Patek sells something more exclusive and more fragile: legitimacy. Not just wealth, but the right kind of wealth. You can't simply buy a Nautilus. You have to earn the right to buy it, through years of purchases and the approval of people who've decided you're the right sort of person. This is old money signaling to new money: we are not the same. The watch is a certificate of admission to a particular class.

The difference matters. Rolex wearers are announcing an achievement. Patek wearers are announcing a position in a hierarchy. These are not the same thing, and they attract different people for different reasons.

The gap in the market

Graham ends his essay with advice to stay away from brand entirely. Follow interesting problems, he says. That's where golden ages are.

He's right, but he's also describing what he already does. His essay is, among other things, a statement of identity: I'm the kind of person who sees through this.

Which points to a real gap. There's an entire category of men — disproportionately concentrated in places like San Francisco, increasingly influential globally — who have the resources to buy expensive watches but for whom neither the Rolex story nor the Patek story works. The Rolex story is too crude: it celebrates a definition of success they find embarrassing. The Patek story is too hierarchical: it asks them to seek approval from gatekeepers they don't respect.

What they need is a third story. Not "I succeeded" and not "I have permission." Something more like: I'm building something different. I'm not playing the old game at all.

Nobody has told that story yet — at least not in an object you can wear. Apple Watch tried, but it solved the wrong problem. It replaced the jewelry with a notification device. Whatever the next thing is, it will need to work as jewelry first: beautiful, durable, and sufficiently expensive to function as a social signal. The story it tells will need to be coherent and true — true enough that the people who wear it actually believe it, not just perform it.

That's a harder problem than making a good watch. It's the problem De Beers solved in the 1940s, and that Patek has been managing ever since. The mechanics are known. What's missing is a story worth telling.

Brand is a declaration

Graham's advice is to stay away from brand entirely. But he's missing something: brand isn't a merchant's invention. It's a human need. We need to communicate to others who we are, where we belong, what we believe. Brand is just the most efficient carrier for that need. Graham's own essay is a brand move — it declares: I'm the kind of person who isn't manipulated by brands. That's an identity statement. It's structurally identical to wearing a Rolex. The carrier is different; the impulse is the same.

Which means anything that can carry a clear declaration can become a brand. The carrier itself doesn't matter. What matters is three conditions: it must be visible, it must be scarce or distinctive, and it must have a sufficiently legitimate reason for someone to carry it long-term — otherwise it feels contrived.

Consider "No Kings" as an attitude. It's a genuine declaration that lives in a lot of people: opposition to concentrated power, refusal to be governed by any single person or narrative. The story has real force — arguably more contemporary tension than anything Rolex sells. But it has no good carrier. A golf cap? Too pointed, and it's the other side's symbol — the irony is too loud for daily wear. A tennis cap? Closer, but still wrong — and not just for aesthetic reasons.

The problem is that a tennis cap has no independent, neutral reason to exist. You can answer the question "why are you wearing a watch" with "because I need to know the time." That answer lets you carry the object without acknowledging that you're making any identity statement at all. A cap has no such alibi. You wear it, and you're expressing something, and everyone knows you're expressing something. That transparency destroys the elegance of the signal. The most effective identity signals were never loud declarations — they were frequencies readable only by the right people, invisible to everyone else. Once everyone can decode the signal, it loses its value.

* **SOURCE EXCERPT**:
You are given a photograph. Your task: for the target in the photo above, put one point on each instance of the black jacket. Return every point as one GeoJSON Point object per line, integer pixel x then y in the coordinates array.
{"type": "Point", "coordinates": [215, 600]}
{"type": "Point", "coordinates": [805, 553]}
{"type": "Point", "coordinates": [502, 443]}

* **TO DO**: Reproduce the watch and brand essay between "That's a harder" and "is the same.", inclusive, renaming "De Beers" to "Cartier".

* **EXPECTED ANSWER**:
That's a harder problem than making a good watch. It's the problem Cartier solved in the 1940s, and that Patek has been managing ever since. The mechanics are known. What's missing is a story worth telling.

Brand is a declaration

Graham's advice is to stay away from brand entirely. But he's missing something: brand isn't a merchant's invention. It's a human need. We need to communicate to others who we are, where we belong, what we believe. Brand is just the most efficient carrier for that need. Graham's own essay is a brand move — it declares: I'm the kind of person who isn't manipulated by brands. That's an identity statement. It's structurally identical to wearing a Rolex. The carrier is different; the impulse is the same.